Stored items
====================
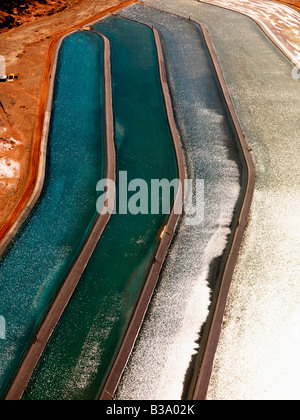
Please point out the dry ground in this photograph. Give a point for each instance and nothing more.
(26, 51)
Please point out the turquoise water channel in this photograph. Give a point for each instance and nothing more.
(84, 345)
(47, 245)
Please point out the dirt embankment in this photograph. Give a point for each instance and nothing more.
(22, 102)
(14, 13)
(293, 3)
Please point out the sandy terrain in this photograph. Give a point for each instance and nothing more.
(281, 23)
(293, 3)
(22, 102)
(14, 13)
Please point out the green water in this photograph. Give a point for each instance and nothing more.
(82, 349)
(47, 245)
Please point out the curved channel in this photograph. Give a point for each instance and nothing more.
(86, 341)
(48, 244)
(183, 299)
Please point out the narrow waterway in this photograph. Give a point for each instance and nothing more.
(258, 356)
(84, 345)
(170, 335)
(40, 256)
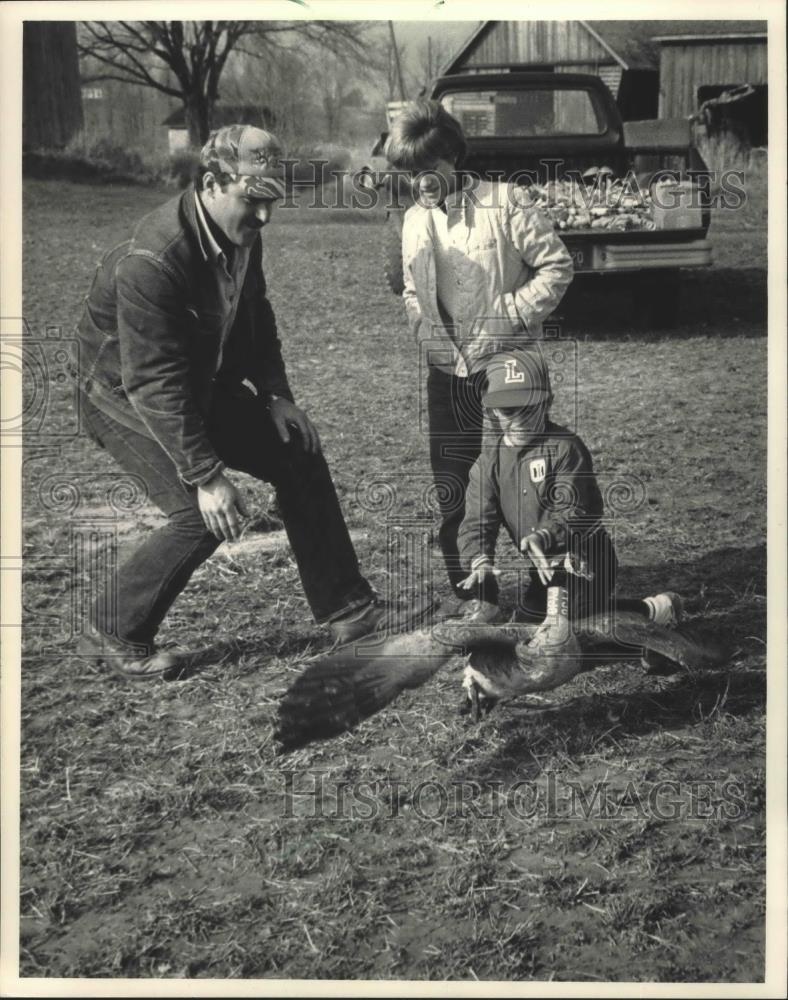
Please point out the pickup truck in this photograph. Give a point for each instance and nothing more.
(561, 135)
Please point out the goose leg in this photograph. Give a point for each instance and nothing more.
(476, 713)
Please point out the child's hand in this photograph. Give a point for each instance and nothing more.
(531, 545)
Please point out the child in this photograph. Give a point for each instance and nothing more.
(537, 479)
(482, 270)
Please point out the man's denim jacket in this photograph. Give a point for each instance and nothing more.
(149, 339)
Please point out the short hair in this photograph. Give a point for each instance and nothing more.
(201, 170)
(424, 131)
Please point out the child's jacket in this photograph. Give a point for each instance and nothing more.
(547, 485)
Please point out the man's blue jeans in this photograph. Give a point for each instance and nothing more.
(245, 438)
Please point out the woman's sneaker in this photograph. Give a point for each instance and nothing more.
(665, 609)
(159, 664)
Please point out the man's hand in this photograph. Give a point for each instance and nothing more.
(285, 415)
(531, 545)
(221, 507)
(477, 576)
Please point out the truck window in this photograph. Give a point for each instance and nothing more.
(515, 113)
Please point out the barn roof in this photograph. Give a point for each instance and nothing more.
(635, 41)
(632, 44)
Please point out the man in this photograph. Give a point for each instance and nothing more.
(482, 270)
(175, 330)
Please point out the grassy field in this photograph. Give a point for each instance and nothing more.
(161, 836)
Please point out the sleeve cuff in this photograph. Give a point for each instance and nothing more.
(480, 561)
(200, 478)
(510, 306)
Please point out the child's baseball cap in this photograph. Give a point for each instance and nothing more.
(250, 155)
(516, 378)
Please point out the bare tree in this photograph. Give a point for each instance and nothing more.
(434, 53)
(186, 59)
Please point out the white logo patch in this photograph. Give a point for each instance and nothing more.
(512, 375)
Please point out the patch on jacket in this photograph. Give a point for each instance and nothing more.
(538, 469)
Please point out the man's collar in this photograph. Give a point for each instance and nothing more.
(204, 234)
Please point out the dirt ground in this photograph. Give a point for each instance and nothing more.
(614, 832)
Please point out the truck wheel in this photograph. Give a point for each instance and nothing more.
(392, 257)
(656, 298)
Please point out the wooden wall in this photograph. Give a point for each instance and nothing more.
(51, 94)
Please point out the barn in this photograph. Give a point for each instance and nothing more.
(654, 69)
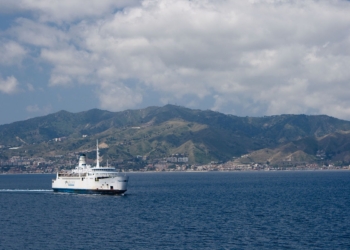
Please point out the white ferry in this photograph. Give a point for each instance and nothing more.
(90, 180)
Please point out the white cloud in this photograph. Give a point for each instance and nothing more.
(259, 57)
(40, 110)
(11, 53)
(9, 85)
(118, 97)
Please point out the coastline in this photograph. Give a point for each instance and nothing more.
(206, 171)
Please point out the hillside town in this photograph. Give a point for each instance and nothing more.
(173, 163)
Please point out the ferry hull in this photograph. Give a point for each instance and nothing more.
(89, 191)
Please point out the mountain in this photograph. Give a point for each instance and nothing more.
(158, 132)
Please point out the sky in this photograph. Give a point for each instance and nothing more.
(246, 58)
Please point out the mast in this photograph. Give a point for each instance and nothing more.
(97, 155)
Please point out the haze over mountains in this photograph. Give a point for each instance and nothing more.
(203, 136)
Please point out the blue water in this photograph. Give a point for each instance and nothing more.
(240, 210)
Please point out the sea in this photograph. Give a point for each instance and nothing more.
(182, 210)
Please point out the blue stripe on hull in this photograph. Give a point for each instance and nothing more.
(89, 191)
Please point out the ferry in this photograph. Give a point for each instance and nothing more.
(85, 179)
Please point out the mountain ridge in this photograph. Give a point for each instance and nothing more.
(158, 132)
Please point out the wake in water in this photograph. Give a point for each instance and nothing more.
(25, 190)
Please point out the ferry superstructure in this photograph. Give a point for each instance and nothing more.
(90, 180)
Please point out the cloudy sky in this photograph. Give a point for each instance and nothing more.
(247, 58)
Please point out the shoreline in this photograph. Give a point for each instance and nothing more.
(205, 171)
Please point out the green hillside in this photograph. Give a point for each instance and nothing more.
(157, 132)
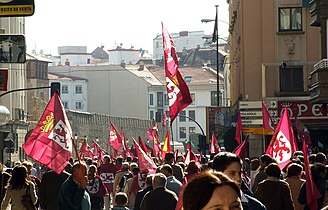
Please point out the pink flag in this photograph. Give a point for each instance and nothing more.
(312, 192)
(167, 145)
(50, 143)
(239, 129)
(164, 119)
(302, 132)
(114, 139)
(284, 145)
(241, 149)
(267, 121)
(145, 162)
(215, 148)
(177, 89)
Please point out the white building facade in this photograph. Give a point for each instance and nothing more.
(73, 93)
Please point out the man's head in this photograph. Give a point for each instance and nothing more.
(166, 169)
(169, 158)
(230, 164)
(159, 180)
(79, 173)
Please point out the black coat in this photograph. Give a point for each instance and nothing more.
(159, 199)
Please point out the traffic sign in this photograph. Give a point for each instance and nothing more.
(12, 48)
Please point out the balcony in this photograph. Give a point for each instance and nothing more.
(318, 87)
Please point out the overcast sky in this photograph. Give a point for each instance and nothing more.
(108, 22)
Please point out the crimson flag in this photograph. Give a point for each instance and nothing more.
(266, 119)
(312, 192)
(215, 148)
(114, 139)
(50, 143)
(302, 132)
(239, 129)
(145, 162)
(241, 149)
(283, 145)
(177, 89)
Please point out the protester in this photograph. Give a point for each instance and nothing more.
(120, 201)
(177, 170)
(18, 186)
(131, 187)
(172, 183)
(211, 190)
(4, 181)
(274, 193)
(119, 175)
(107, 172)
(160, 198)
(294, 174)
(230, 164)
(141, 193)
(318, 171)
(73, 194)
(95, 188)
(51, 183)
(265, 160)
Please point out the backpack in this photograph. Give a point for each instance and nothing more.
(122, 182)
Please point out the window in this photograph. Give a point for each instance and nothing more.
(166, 100)
(290, 19)
(78, 105)
(183, 132)
(151, 114)
(78, 89)
(64, 89)
(181, 117)
(192, 130)
(65, 104)
(151, 99)
(291, 79)
(160, 99)
(214, 99)
(193, 98)
(192, 114)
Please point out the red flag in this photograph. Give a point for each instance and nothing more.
(284, 145)
(114, 139)
(302, 132)
(164, 119)
(241, 149)
(239, 129)
(167, 145)
(215, 148)
(177, 89)
(145, 162)
(312, 192)
(267, 121)
(50, 143)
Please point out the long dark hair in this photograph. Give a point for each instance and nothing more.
(18, 178)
====================
**WHAT TO PRODUCE**
Pictures aside, reproduce every record exactly as it stands.

**SOLUTION BELOW**
Please point out the dry ground in this photograph. Give a point for each instance and nothing more.
(26, 51)
Please point out the turquoise water channel in this photograph. Give a point for each instance and nothing more.
(84, 345)
(47, 245)
Please point out the dirt embankment in this photograph. Give a point for each instance and nothing more.
(22, 102)
(14, 13)
(293, 3)
Please point out the sandy terrain in this photograph. Give a point for each instance and nothing more.
(281, 23)
(293, 3)
(22, 102)
(14, 13)
Please point out the green water in this photograph. Give a point for each instance and nothing more.
(82, 349)
(47, 245)
Please point out the curved channel in this photograph. Give a point for each instance and nothing more.
(86, 341)
(48, 244)
(183, 299)
Please point out the narrow waterway in this photograph. Give a point for each instance and nothing more.
(258, 356)
(84, 345)
(170, 335)
(40, 256)
Please point out the pickup truck in this photograph. Give a point for each instance and nothing more.
(561, 135)
Please point out the goose leg in this photograph. Give a point for each instance and nothing more.
(476, 713)
Please point out the child's hand in this photograph. Give a point for each instance and nothing more.
(531, 545)
Please point out the child in this photograph. Give a point for each instance and nothing more.
(537, 479)
(482, 270)
Please point out the man's denim jacket in this photograph. Give a point for each instance and nothing more.
(149, 339)
Please point out the short hair in this photograph. Give a point for each instance and nothing more.
(201, 170)
(424, 131)
Please point out the child's jacket in this photograph. Give a point for each instance and nothing more.
(547, 485)
Please point out the man's blue jeans in this photograph. Give a point for each instance and nothing more.
(245, 438)
Please point out the woman's sneaker in this photograph. Give a point for each instance and nothing more.
(665, 609)
(159, 664)
Please point out the man's hand in this photograph. Give a point for each instance and nothing more.
(285, 415)
(531, 545)
(221, 507)
(477, 576)
Please point out the truck window in this photograph. Give a point for each instance and nothing more.
(515, 113)
Please point out the barn roof in this photograph. Give a point for each instance and nothing more.
(635, 41)
(632, 44)
Please point out the man in this photograph. Give a point for each instance and nothing more.
(482, 270)
(175, 330)
Please point out the grassy field in this photograph. Give a point for each instance and nothing more.
(161, 836)
Please point out the sleeve cuff in this photograph. Give a point for each instance and nothing more.
(480, 561)
(200, 478)
(510, 306)
Please point out the child's baseball cap in this photograph. Give a point for each instance and nothing more.
(250, 155)
(516, 378)
Please point out the bare tree in this photograph. Give a point for each instance and nothing more.
(434, 53)
(186, 59)
Please point out the white logo patch in this photograph. Give a point for each instance and nothing more.
(512, 375)
Please point out the patch on jacket in this photograph. Give a point for each instance and nothing more.
(538, 469)
Please point out the man's collar in this photograph. Give a point for each instance and nothing more.
(204, 234)
Please point out the dirt ground in this photograph. Give a point for each instance and nothing more.
(614, 832)
Please point out the truck wheel in this photograph. Give a point for each instance and nothing more.
(392, 257)
(656, 298)
Please point out the wooden wall in this photograph. Give a point for each instance and nothing more.
(51, 94)
Please point out the barn in this photograph. Give a point for each instance and nothing more.
(654, 69)
Please point out the white ferry in this photograph. Give a point for each instance and nothing more.
(90, 180)
Please point out the white cloud in this photograph. Give a point for each instance and nothing more.
(259, 57)
(40, 110)
(11, 53)
(9, 85)
(118, 97)
Please point out the coastline in this photograph. Give a point for each instance and nothing more.
(206, 171)
Please point out the hillside town in this photograph. Give a point for each instance and nothing more.
(173, 163)
Please point out the ferry hull in this photograph. Give a point for each instance and nothing more.
(89, 191)
Please point out the mountain in this photograph. Give a point for each instance and nothing more.
(158, 132)
Please point out the sky in this photograph. Give a point for each instance and nothing more.
(246, 58)
Please point out the mast in this photograph. Give a point for each instance and nothing more.
(97, 155)
Please point out the haze over mountains in this photograph. Give a point for each instance and nothing more.
(203, 136)
Please point out the blue water in this photograph. Give a point for each instance and nothing more.
(240, 210)
Please point out the sea in this photograph. Give a point for each instance and nothing more.
(182, 210)
Please point out the blue stripe on hull in this photograph. Give a point for each instance and nothing more.
(89, 191)
Please point out the ferry in this photograph. Give a point for each instance and nothing more.
(85, 179)
Please point out the mountain ridge in this photograph. Give a point for each instance and nothing more.
(158, 132)
Please point out the wake in water in this photograph. Give a point for each instance and nothing more.
(25, 190)
Please point out the ferry superstructure in this photograph. Give a point for each instance and nothing more.
(90, 180)
Please point out the cloudy sky in this photograph. Give a point for each instance and nothing more.
(247, 58)
Please point out the shoreline in this photograph. Give a point for each instance and nothing more.
(205, 171)
Please point out the green hillside in this photograph. Give a point for each instance and nothing more.
(157, 132)
Please point out the pink flag in this photograph. Give a point for each instance and nothing more.
(312, 192)
(167, 145)
(50, 143)
(239, 129)
(164, 119)
(302, 132)
(114, 139)
(284, 145)
(241, 149)
(267, 121)
(145, 162)
(215, 148)
(177, 89)
Please point out the white building facade in this photograph. Give a point for each instance and nothing more.
(73, 93)
Please point out the man's head in this photograph. Give a point for each instance and nothing more.
(166, 169)
(169, 158)
(230, 164)
(159, 180)
(79, 173)
Please point out the black coat in this photograph. Give a point for each instance and nothing more.
(159, 199)
Please point out the traffic sign in this photograph. Give a point for each instance and nothing more.
(12, 48)
Please point out the balcony in this photograph. Give a point for each instance and nothing more.
(318, 87)
Please point out the overcast sky in this photograph. Give a point for each instance and nothing more.
(108, 22)
Please point out the crimson flag in this photograph. Give a point for each instance and nothing more.
(266, 119)
(312, 192)
(215, 148)
(114, 139)
(50, 143)
(302, 132)
(239, 129)
(145, 162)
(241, 149)
(283, 145)
(177, 89)
Please point out the protester in this photograph. Give a point for each instance and nothing more.
(120, 201)
(177, 170)
(18, 186)
(131, 187)
(172, 183)
(211, 190)
(4, 181)
(274, 193)
(119, 175)
(107, 172)
(160, 198)
(294, 174)
(230, 164)
(141, 193)
(318, 171)
(73, 194)
(95, 188)
(51, 183)
(265, 160)
Please point out the backpack in this photograph. Give a point for each instance and nothing more.
(122, 182)
Please point out the window in this photograph. Give a point for each instance and nothing more.
(166, 100)
(290, 19)
(78, 105)
(183, 132)
(151, 114)
(78, 89)
(64, 89)
(181, 117)
(192, 130)
(65, 104)
(151, 99)
(291, 79)
(160, 99)
(214, 99)
(193, 98)
(192, 114)
Please point out the red flag in this photograph. Give a point for each instance and nothing more.
(284, 145)
(114, 139)
(302, 132)
(164, 119)
(241, 149)
(239, 129)
(167, 145)
(215, 148)
(177, 89)
(145, 162)
(312, 192)
(267, 121)
(50, 143)
Please point out the long dark hair in this photograph. Give a point for each instance and nothing more.
(18, 178)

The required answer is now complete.